**Work item:** Rewrite the listing below with every "rough mask" swapped for "coarse mask" and everything else left unchanged. Leave out the pictures.

**Supplied entries:**
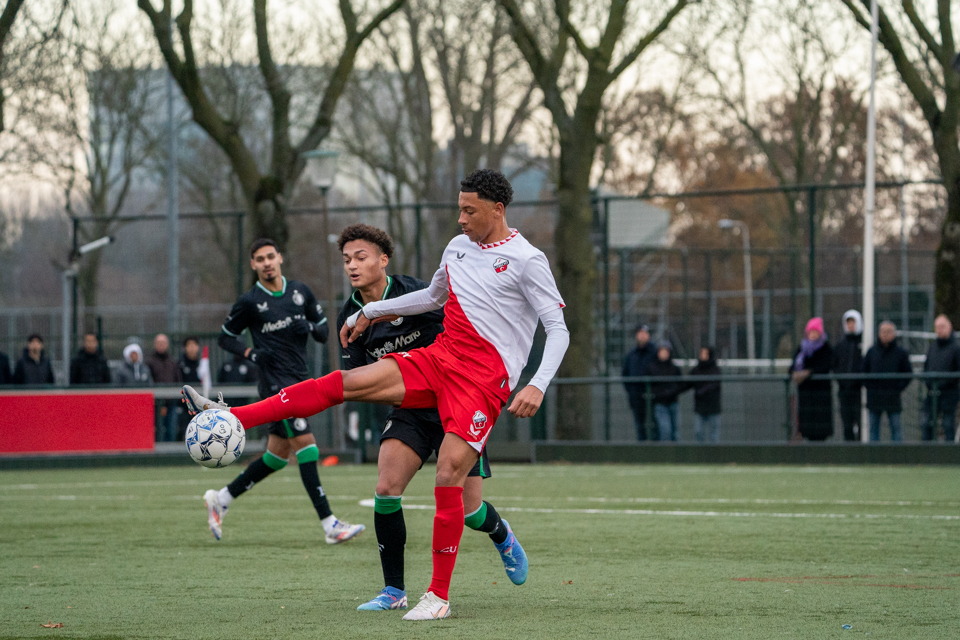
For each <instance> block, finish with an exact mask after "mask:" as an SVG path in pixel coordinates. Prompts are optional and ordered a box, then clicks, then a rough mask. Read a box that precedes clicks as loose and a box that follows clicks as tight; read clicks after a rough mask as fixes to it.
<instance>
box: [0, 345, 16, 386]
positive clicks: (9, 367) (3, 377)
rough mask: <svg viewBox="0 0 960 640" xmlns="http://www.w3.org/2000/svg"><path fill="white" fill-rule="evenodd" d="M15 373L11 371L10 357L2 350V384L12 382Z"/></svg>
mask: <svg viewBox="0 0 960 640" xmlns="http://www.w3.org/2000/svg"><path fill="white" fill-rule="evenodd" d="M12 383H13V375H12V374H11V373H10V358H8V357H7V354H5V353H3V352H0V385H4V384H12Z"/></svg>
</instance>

**Written solution:**
For each <instance> block, finish with an exact mask after "mask:" as an SVG path in pixel coordinates. Prompts are optional and ordered a box, then clicks, then a coarse mask. Read a box that precedes clicks as loose and a box that follows clicks as tight; read clicks after a coarse mask as fixes to it.
<instance>
box: [0, 345, 16, 386]
positive clicks: (9, 367) (3, 377)
coarse mask: <svg viewBox="0 0 960 640" xmlns="http://www.w3.org/2000/svg"><path fill="white" fill-rule="evenodd" d="M15 373L11 371L10 357L2 350V384L12 382Z"/></svg>
mask: <svg viewBox="0 0 960 640" xmlns="http://www.w3.org/2000/svg"><path fill="white" fill-rule="evenodd" d="M12 383H13V375H12V374H11V373H10V358H8V357H7V354H5V353H3V352H0V385H4V384H12Z"/></svg>
</instance>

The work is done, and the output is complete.